INPUT:
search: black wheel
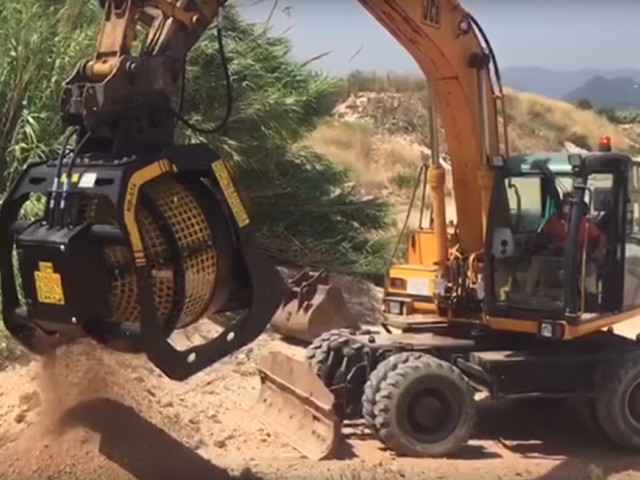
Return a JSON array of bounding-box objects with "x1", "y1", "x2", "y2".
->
[
  {"x1": 362, "y1": 352, "x2": 423, "y2": 433},
  {"x1": 305, "y1": 328, "x2": 349, "y2": 375},
  {"x1": 374, "y1": 354, "x2": 476, "y2": 457},
  {"x1": 595, "y1": 352, "x2": 640, "y2": 450}
]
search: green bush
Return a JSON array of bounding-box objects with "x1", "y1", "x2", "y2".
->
[{"x1": 0, "y1": 0, "x2": 389, "y2": 274}]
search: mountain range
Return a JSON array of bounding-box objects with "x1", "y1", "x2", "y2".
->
[{"x1": 501, "y1": 66, "x2": 640, "y2": 109}]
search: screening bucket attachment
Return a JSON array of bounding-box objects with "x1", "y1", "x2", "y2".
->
[
  {"x1": 253, "y1": 352, "x2": 340, "y2": 460},
  {"x1": 271, "y1": 269, "x2": 359, "y2": 343}
]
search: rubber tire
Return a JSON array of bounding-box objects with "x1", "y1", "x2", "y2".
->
[
  {"x1": 305, "y1": 328, "x2": 350, "y2": 374},
  {"x1": 362, "y1": 352, "x2": 424, "y2": 434},
  {"x1": 594, "y1": 352, "x2": 640, "y2": 451},
  {"x1": 374, "y1": 354, "x2": 476, "y2": 457}
]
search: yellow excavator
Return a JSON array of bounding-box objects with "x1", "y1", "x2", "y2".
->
[{"x1": 0, "y1": 0, "x2": 640, "y2": 464}]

WHAT THIS TASK INVOLVES: Write out, unchanged, the stretch from the line that contains "search: yellow excavator" through the end of the entries.

PROBLEM SOLUTION:
search: yellow excavator
Return a JSON array of bounding-box objects with "x1", "y1", "x2", "y2".
->
[{"x1": 0, "y1": 0, "x2": 640, "y2": 464}]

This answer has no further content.